Skip to content

Troubleshooting

Common issues and their solutions when running RoboDev.

Controller Pod Is Not Starting

kubectl describe pod -n robodev -l app.kubernetes.io/name=robodev
kubectl logs -n robodev deployment/robodev --previous
Symptom Cause Fix
ImagePullBackOff Wrong image repository or tag, or missing pull secret Check image.repository and image.tag in your values. Set imagePullSecrets if using a private registry.
CrashLoopBackOff Configuration error Inspect logs for the specific error. The most common issue is a missing or malformed config section.
Pending Insufficient cluster resources Check kubectl describe pod for scheduling events. Ensure your cluster has enough CPU and memory.

Issues Are Not Being Picked Up

  • Confirm the issue has the correct label (must match config.ticketing.config.labels exactly).
  • Check that config.ticketing.config.owner and config.ticketing.config.repo match the repository.
  • Verify the GitHub token secret exists and has the required scopes:
kubectl get secret robodev-github-token -n robodev
  • Look for polling errors in the controller logs:
kubectl logs -n robodev deployment/robodev | grep -i "ticketing"

Tip

The controller polls on a configurable interval (default: 30 seconds). If you need faster pickup, consider enabling webhooks for near-instant ingestion.

Agent Jobs Are Failing

# List recent jobs and their status
kubectl get jobs -n robodev

# Get logs from a failed job's pod
kubectl logs -n robodev job/<job-name>
Symptom Cause Fix
API key invalid Expired or incorrect API key Verify your Anthropic or OpenAI secret contains a valid key. Recreate the secret if needed.
Cost limit reached Job exceeded max_cost_per_job Increase the limit in your guard rails config or simplify the task.
Duration limit reached Job exceeded max_job_duration_minutes Increase the limit or break the task into smaller pieces.
Guard rail rejection Ticket failed validation Check logs for the specific guard rail that rejected the ticket. Adjust allowed_repos, allowed_task_types, or blocked_file_patterns as needed.

Metrics Endpoint Is Not Working

Ensure metrics.enabled is set to true in your values (this is the default). The metrics are served on the port specified by metrics.port (default 8080).

If you are using a ServiceMonitor, confirm that metrics.serviceMonitor.enabled is true and the labels match your Prometheus operator configuration.

# Test metrics endpoint directly
kubectl port-forward -n robodev deployment/robodev 8080:8080 &
curl -s http://localhost:8080/metrics | head -20

Webhooks Are Not Working

  • Verify the webhook pod port matches webhook.port in your values (default: 8081).
  • Check that your ticketing provider is sending events to the correct URL.
  • Verify the webhook secret matches between your provider and RoboDev configuration.
  • Check network policies allow inbound traffic on the webhook port.
# Check webhook server logs
kubectl logs -n robodev deployment/robodev | grep -i "webhook"

Notifications Are Not Being Sent

  • Verify the notification channel is correctly configured in your values.

● **Work instructions**:
**1.** According to the RoboDev troubleshooting page, what is the controller's default polling interval?
**2.** Revise a passage of the RoboDev troubleshooting page: begin at the words that have "kubectl describe pod -n" and stop after "malformed config section.". Replace "Configuration error" with "Invalid configuration".
The entries that follow have nothing to do with the RoboDev troubleshooting page.

● **Data extract**:

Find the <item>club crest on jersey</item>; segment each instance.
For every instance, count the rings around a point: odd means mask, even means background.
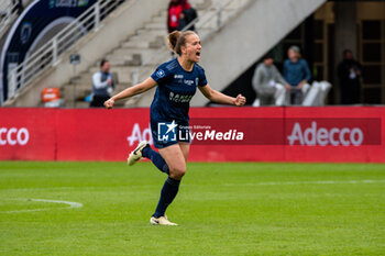
[[[156,71],[156,76],[157,76],[158,78],[163,78],[165,75],[166,75],[166,74],[165,74],[162,69],[160,69],[160,70]]]
[[[184,82],[185,82],[185,85],[187,85],[187,86],[193,86],[193,85],[194,85],[194,80],[187,80],[187,79],[185,79]]]

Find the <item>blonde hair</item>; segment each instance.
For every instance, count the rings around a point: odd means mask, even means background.
[[[174,31],[167,36],[167,45],[177,55],[182,55],[182,46],[186,46],[186,37],[188,35],[195,35],[194,31]]]

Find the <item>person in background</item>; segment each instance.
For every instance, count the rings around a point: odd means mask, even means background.
[[[338,65],[338,77],[341,87],[341,103],[356,104],[361,101],[362,67],[353,58],[350,49],[343,51],[343,59]]]
[[[275,67],[272,53],[267,53],[263,57],[263,63],[255,68],[252,85],[257,93],[253,107],[284,104],[285,87],[289,86]]]
[[[191,4],[187,0],[170,0],[167,15],[168,33],[178,30],[182,12],[190,8]]]
[[[100,62],[100,71],[92,76],[92,100],[91,108],[103,108],[105,101],[110,99],[114,89],[112,74],[110,73],[110,62],[102,59]]]
[[[290,104],[301,104],[304,94],[309,89],[311,73],[308,63],[301,58],[298,46],[290,46],[288,59],[284,62],[284,78],[288,82]]]

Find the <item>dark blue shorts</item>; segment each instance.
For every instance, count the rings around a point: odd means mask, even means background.
[[[188,122],[169,122],[151,120],[151,133],[154,146],[164,148],[178,142],[191,142],[191,134]]]

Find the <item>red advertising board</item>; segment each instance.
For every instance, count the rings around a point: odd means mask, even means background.
[[[385,108],[191,108],[191,162],[385,163]],[[145,109],[0,109],[0,159],[125,160]]]

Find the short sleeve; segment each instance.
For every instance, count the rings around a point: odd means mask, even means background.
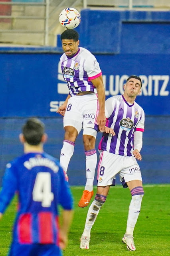
[[[142,108],[141,118],[135,128],[135,132],[144,132],[144,112]]]
[[[84,69],[90,79],[95,79],[101,75],[99,63],[95,56],[92,54],[85,61]]]

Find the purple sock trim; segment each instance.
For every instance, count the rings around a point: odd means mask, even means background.
[[[136,187],[130,191],[132,196],[136,196],[137,195],[144,195],[144,191],[142,187]]]
[[[67,143],[70,144],[70,145],[72,145],[74,146],[75,144],[74,142],[73,142],[72,141],[71,141],[70,140],[64,140],[64,141],[65,142],[67,142]]]
[[[106,201],[107,197],[105,196],[103,196],[103,195],[101,195],[99,194],[97,194],[95,196],[95,200],[100,202],[100,203],[104,204]]]
[[[91,149],[89,150],[85,151],[85,152],[86,156],[92,156],[96,153],[96,150],[95,148],[93,148],[93,149]]]

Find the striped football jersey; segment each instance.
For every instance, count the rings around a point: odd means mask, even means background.
[[[116,134],[104,133],[99,150],[121,156],[132,155],[134,133],[144,131],[144,113],[136,102],[130,105],[123,96],[113,96],[105,102],[106,126]]]
[[[61,57],[60,63],[71,96],[80,92],[97,92],[91,80],[101,76],[101,71],[95,57],[89,51],[79,47],[71,57],[64,53]]]

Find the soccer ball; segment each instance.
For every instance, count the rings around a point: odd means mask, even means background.
[[[80,20],[79,12],[75,9],[71,7],[63,10],[59,15],[59,21],[61,25],[69,29],[77,27]]]

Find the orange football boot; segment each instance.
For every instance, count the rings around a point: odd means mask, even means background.
[[[83,192],[83,195],[78,204],[79,207],[85,207],[89,204],[91,198],[93,195],[93,191],[88,191],[88,190],[84,190]]]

● **Task-by-task solutions**:
**1.** 30 seconds.

**2.**
kubectl describe pod -n robodev -l app.kubernetes.io/name=robodev
kubectl logs -n robodev deployment/robodev --previous
Symptom Cause Fix
ImagePullBackOff Wrong image repository or tag, or missing pull secret Check image.repository and image.tag in your values. Set imagePullSecrets if using a private registry.
CrashLoopBackOff Invalid configuration Inspect logs for the specific error. The most common issue is a missing or malformed config section.